## EXTRACT TO READ

Young adults today have been dubbed the painkiller generation, as named by Andrew Gregory in his article “Painkiller generation,” a title to add to the millennial collection: generation me, MyPod generation, generation now. However, this label is more serious than most and harder to dismiss.
About 60 percent of Americans are taking a prescription of some kind, with 15 percent of the population taking five prescriptions daily, according to the Huffington Post. The largest categories for these prescriptions are blood pressure, anti-depressants, cholesterol and opioid painkillers. These numbers are higher than the roughly 50 percent of the United Kingdom population on prescription drugs, according to BBC News, and doesn’t account for the medications being taken over the counter.
Drug abuse can present itself in many forms, including the use of prescription drugs meant for another person, overdosing on prescription medication, overdose on over-the-counter medication or illegal substances, as explained by the Addiction Community. These medications are commonly painkillers, whether prescribed or not.

## DATASET
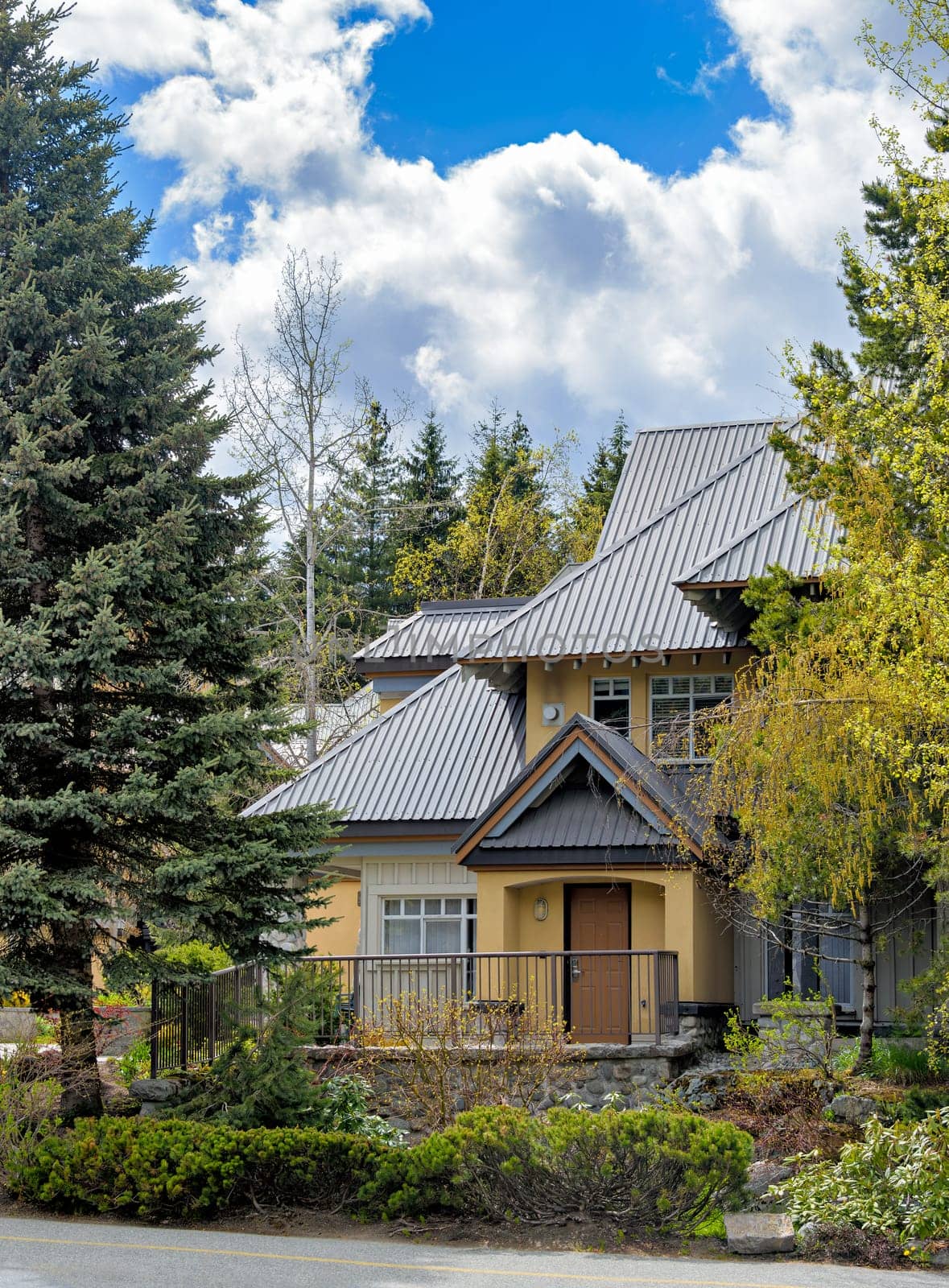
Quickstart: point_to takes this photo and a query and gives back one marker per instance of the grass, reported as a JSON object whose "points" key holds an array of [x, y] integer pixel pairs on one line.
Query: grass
{"points": [[891, 1062]]}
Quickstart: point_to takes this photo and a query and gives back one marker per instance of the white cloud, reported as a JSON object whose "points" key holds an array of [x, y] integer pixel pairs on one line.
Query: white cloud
{"points": [[559, 275]]}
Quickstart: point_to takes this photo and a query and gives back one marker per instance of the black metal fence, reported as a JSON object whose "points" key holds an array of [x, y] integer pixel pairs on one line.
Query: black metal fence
{"points": [[192, 1023], [595, 996]]}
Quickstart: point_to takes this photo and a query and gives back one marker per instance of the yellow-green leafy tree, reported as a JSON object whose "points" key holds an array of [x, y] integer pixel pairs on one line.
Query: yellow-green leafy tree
{"points": [[835, 764]]}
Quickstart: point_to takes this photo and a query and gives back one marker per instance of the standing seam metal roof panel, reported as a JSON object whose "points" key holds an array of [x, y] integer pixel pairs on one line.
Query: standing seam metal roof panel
{"points": [[444, 753], [438, 631], [579, 818], [801, 536], [626, 599], [665, 464]]}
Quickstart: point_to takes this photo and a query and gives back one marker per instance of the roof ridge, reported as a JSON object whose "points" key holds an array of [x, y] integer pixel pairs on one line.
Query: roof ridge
{"points": [[360, 733], [393, 630], [712, 424], [543, 596]]}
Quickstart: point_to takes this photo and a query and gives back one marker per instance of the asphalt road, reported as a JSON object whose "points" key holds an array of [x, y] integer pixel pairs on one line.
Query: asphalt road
{"points": [[36, 1253]]}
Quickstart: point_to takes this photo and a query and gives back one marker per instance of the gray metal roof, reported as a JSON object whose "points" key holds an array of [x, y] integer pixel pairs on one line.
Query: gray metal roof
{"points": [[670, 792], [625, 601], [798, 535], [665, 464], [437, 631], [579, 818], [444, 753]]}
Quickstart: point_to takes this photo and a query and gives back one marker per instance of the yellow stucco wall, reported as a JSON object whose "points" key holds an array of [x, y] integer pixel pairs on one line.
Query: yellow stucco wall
{"points": [[340, 939], [573, 688], [669, 908]]}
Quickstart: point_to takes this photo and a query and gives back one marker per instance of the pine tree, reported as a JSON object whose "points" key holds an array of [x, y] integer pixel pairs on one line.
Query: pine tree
{"points": [[429, 489], [609, 457], [130, 701]]}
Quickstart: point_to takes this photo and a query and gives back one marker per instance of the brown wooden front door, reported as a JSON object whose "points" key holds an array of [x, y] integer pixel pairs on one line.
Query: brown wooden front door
{"points": [[599, 921]]}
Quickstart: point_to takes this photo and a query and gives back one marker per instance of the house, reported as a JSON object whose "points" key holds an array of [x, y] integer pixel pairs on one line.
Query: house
{"points": [[515, 795]]}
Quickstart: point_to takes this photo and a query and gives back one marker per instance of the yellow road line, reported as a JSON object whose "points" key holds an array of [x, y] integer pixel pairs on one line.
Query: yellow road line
{"points": [[389, 1265]]}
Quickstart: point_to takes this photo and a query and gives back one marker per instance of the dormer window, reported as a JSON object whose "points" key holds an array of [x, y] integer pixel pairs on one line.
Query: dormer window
{"points": [[678, 731], [611, 704]]}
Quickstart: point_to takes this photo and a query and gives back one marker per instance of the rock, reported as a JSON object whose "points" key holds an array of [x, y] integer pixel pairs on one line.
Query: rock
{"points": [[762, 1175], [155, 1088], [755, 1233], [807, 1233], [854, 1109]]}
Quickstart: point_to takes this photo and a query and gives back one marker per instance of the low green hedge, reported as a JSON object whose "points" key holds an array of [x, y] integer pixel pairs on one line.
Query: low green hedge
{"points": [[173, 1167], [644, 1171], [640, 1171]]}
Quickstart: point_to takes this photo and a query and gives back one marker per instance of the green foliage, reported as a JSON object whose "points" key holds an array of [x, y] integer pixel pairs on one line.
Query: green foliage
{"points": [[195, 959], [800, 1038], [894, 1183], [921, 1101], [890, 1062], [133, 706], [427, 491], [343, 1105], [174, 1169], [262, 1080], [646, 1170], [635, 1170], [27, 1109], [135, 1063]]}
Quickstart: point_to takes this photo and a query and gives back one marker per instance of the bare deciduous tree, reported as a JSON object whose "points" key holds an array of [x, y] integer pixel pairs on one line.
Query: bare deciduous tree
{"points": [[294, 435]]}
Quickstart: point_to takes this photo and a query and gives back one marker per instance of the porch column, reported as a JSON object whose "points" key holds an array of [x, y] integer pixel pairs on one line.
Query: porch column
{"points": [[680, 927]]}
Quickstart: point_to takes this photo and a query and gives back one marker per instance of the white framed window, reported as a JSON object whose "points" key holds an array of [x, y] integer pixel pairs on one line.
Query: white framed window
{"points": [[429, 925], [609, 704], [675, 701]]}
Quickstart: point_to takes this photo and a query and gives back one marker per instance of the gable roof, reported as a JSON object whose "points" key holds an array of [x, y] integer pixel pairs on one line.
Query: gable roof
{"points": [[667, 463], [442, 753], [437, 634], [635, 811], [625, 601]]}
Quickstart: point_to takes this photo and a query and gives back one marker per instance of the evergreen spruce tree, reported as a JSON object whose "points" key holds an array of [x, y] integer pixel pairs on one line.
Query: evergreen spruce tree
{"points": [[603, 477], [365, 523], [429, 489], [130, 701]]}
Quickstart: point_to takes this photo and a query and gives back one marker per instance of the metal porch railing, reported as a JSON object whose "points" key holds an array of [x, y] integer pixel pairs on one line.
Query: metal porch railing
{"points": [[620, 997]]}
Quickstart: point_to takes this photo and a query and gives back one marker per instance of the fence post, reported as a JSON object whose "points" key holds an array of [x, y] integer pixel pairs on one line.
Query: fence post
{"points": [[154, 1034], [212, 1019], [184, 1027], [657, 997]]}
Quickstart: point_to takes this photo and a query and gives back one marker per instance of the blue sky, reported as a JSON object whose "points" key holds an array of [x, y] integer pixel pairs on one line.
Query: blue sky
{"points": [[483, 75], [573, 210]]}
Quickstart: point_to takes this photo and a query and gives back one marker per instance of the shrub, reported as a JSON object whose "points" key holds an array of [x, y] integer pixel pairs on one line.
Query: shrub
{"points": [[170, 1167], [849, 1243], [921, 1101], [27, 1109], [800, 1040], [456, 1056], [195, 957], [894, 1183], [263, 1079], [135, 1063], [890, 1062], [635, 1170]]}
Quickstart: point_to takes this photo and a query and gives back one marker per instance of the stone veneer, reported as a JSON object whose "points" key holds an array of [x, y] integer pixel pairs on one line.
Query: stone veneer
{"points": [[592, 1073]]}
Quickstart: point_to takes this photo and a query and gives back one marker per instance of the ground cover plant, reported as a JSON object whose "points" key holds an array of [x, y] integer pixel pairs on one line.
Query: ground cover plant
{"points": [[894, 1183]]}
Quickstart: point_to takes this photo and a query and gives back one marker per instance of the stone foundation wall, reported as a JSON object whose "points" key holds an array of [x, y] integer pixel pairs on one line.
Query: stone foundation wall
{"points": [[592, 1075]]}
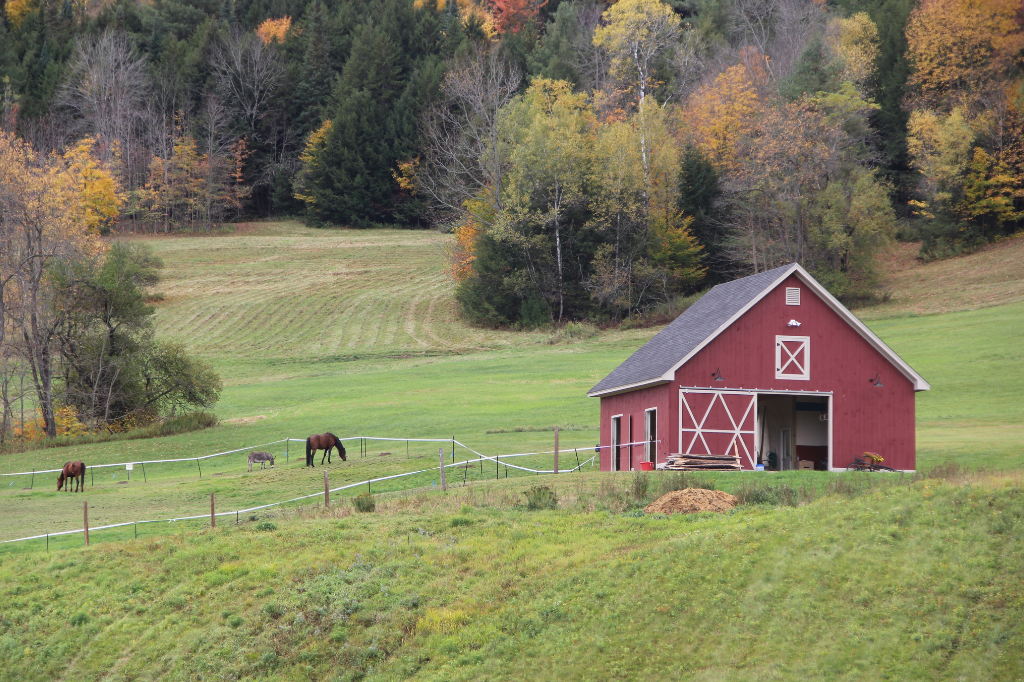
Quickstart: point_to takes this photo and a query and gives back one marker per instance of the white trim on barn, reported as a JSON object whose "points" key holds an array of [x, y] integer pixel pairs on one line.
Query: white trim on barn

## WHAT TO WORK ON
- A) From the article on the painkiller generation, extract everything from "Young adults today" down to "harder to dismiss.".
- B) According to the article on the painkiller generation, roughly what percentage of the United Kingdom population is on prescription drugs?
- C) Continue the article on the painkiller generation, starting after its final sentence.
The data plays no part in this.

## RESPONSES
- A)
Young adults today have been dubbed the painkiller generation, as named by Andrew Gregory in his article “Painkiller generation,” a title to add to the millennial collection: generation me, MyPod generation, generation now. However, this label is more serious than most and harder to dismiss.

- B) Roughly 50 percent.

- C)
Over-the-counter drugs are readily available to anyone old enough to buy them, and often are available at younger ages, as they have become household items. One in three young adults aged 18 to 24 admits to taking an over the counter pill once every day if faced with a small amount of pain or discomfort, according to Gregory. By using painkillers daily, the medicine loses its effect on the body and allows for the cycle of painkiller abuse.
Taking medication without a real need can cause the body to become dependent on it. Many forms of painkillers, if used daily, can cause the user feel withdrawal headaches if they stop taking medication suddenly, according to the Huffington Post. This increases the likelihood of the user to continue taking the pill, eventually leading to a higher dose. After a certain point, the drugs no longer serve to fix the small amount of discomfort users were experiencing, but instead fulfill an emotional need, like a mood change or a wave of anxiety.
Those who take aspirin, ibuprofen or paracetamol have the highest risk of suffering liver damage, heart attacks, kidney problems and strokes, as stated by the Huffington Post.
To put overuse of over-the-counter drugs to bed, those using them must first realize that there is an issue. If you or someone you know is taking pills that are not prescribed to them for longer than a period of seven days, it is time to go to a doctor or clinic.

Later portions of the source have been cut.